**SOURCE EXCERPT:**
(begin)

# Should I...?



## jessac (Oct 29, 2012)

Fleury is going to be 6 months here shortly (I can't believe how quickly time seems to go!). We have been taking puppy kindergarden classes and he knows basic commands pretty well. We work on those commands and nice house manners constantly at home, but I know there is always more to learn. I really like our trainer and the classes there - great place to meet like minded folks and nice dogs. 

Our training facility has a couple courses I thought would be good to do, but can't decide which would be better at his age. There is basic obedience, which would review a lot of what we already learned and add some things like longer stays, long distance recalls, etc. They also have a class which focuses on preparing for the CGC exam.

The other route is to take a puppy (under 1 yr) agility class. It teaches foundation skills for agility. I really think that this might build his confidence and our instructor said that it would be a lot of fun for both of us. 

At this point, we don't plan on competing in any activity, but plan to do them for fun/ to bond, so I'm not in a big rush. But since he loved puppy class, I thought it would be nice to continue with something. Anyone have any recommendations for training? Would doing the obedience before the foundation agility class improve those skills? Or would agility reinforce the obedience we are still working on at home?

(end)

**DATA EXTRACT:**
(begin)

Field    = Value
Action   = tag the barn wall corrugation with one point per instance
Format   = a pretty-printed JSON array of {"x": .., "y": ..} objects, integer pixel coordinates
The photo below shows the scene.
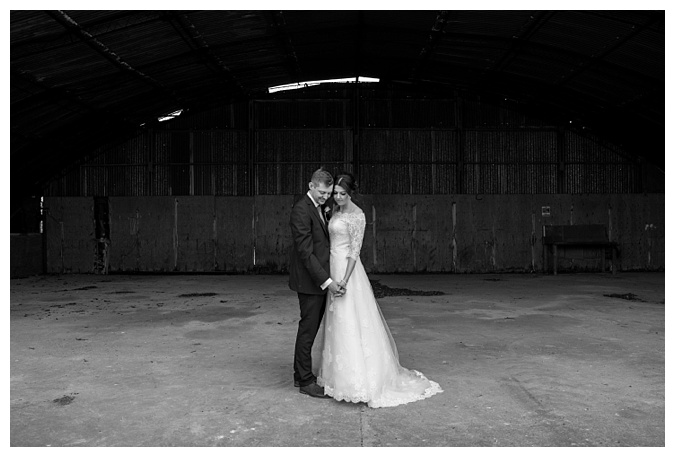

(end)

**SET EXERCISE 1:**
In the forum post about puppy training classes, what age limit applies to the puppy agility class?
**SET EXERCISE 2:**
From the forum post about puppy training classes, reproduce the stretch from "Our training facility" through "the CGC exam.".
**SET EXERCISE 3:**
Pick up the forum post about puppy training classes after its final sentence and keep writing it.

**WRITTEN RESPONSE 1:**
The puppy must be under 1 year old.

**WRITTEN RESPONSE 2:**
Our training facility has a couple courses I thought would be good to do, but can't decide which would be better at his age. There is basic obedience, which would review a lot of what we already learned and add some things like longer stays, long distance recalls, etc. They also have a class which focuses on preparing for the CGC exam.

**WRITTEN RESPONSE 3:**
This may be a silly question, I just can't decide and he's my first pup, so I'm such a novice with everything.


----------



## JeanKBBMMMAAN (May 11, 2005)

I don't think it's silly. I am not sure if there is a right answer. I like alternating types of classes, I think it's a nice way to pick up new skills and keep the dog interested! Hoping others will weigh in!


----------



## AgileGSD (Jan 17, 2006)

I would suggest the foundation class if you're interested in agility.


----------



## MaggieRoseLee (Aug 17, 2001)

AgileGSD said:


> I would suggest the foundation class if you're interested in agility.


I agree. If you are lucky enough to have a place that offers puppy agility foundations you should take it. They are really fun and will only add to any additional training you may want to later on. 

:wub:


----------



## jessac (Oct 29, 2012)

MaggieRoseLee said:


> I agree. If you are lucky enough to have a place that offers puppy agility foundations you should take it. They are really fun and will only add to any additional training you may want to later on.
> 
> :wub:


Sounds good, thanks for your suggestions everyone. I think we'll go with the foundation agility class and see how we like it.  I do think it would be fun to get into.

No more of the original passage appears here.